--- Start QUOTED TEXT ---

Value added products (VAP)
The outlook for the sale of value added products is
good. Bakkafrost has signed contracts covering 85% of
the VAP capacity for the rest of 2014, corresponding
to more than 30% of the expected harvested volumes for
the rest of 2014. The last 15 % of the VAP capacity
will be committed during the rest of the year. The
contracts are at fixed prices based on the salmon
prices at the time they are agreed and the
expectations for the salmon spot price for the
contract period.
The contracts last for 6 to 12 months. The long-term
strategy is to sell around 40-50% of the harvested
volumes of salmon as VAP products on fixed price
contracts. Selling the products at fixed prices
reduces the financial risk with fluctuating salmon
prices. The market price for contracted VAP products
follows a more stable pattern with trends instead of
short-term fluctuations as in the spot market.
FOF (Fish oil, -meal and feed)
The outlook for the production of fish oil and
fishmeal has improved, as the available raw material
for the production of fish oil and -meal has
increased.
The quotas for catching blue whiting in the North
Atlantic has increased, and the opening of a new
pelagic processing plant next to Havsbrún's production
facilities improved the possibilities for getting
access to offcuts and raw material that cannot be used
for human consumption, but for the production of
fishmeal and oil.

--- End QUOTED TEXT ---

◆ AIM OF THE EXERCISE:
According to the outlook on value added products and fish oil above, what share of harvested salmon volumes does the long-term strategy aim to sell as VAP products on fixed price contracts?

--- Start GIVEN DATA ---

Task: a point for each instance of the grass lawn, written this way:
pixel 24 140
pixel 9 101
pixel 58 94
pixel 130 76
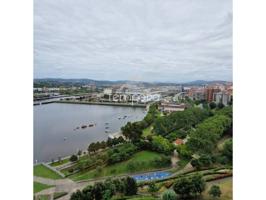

--- End GIVEN DATA ---

◆ RESULT FOR THIS EXERCISE:
Around 40-50% of the harvested volumes.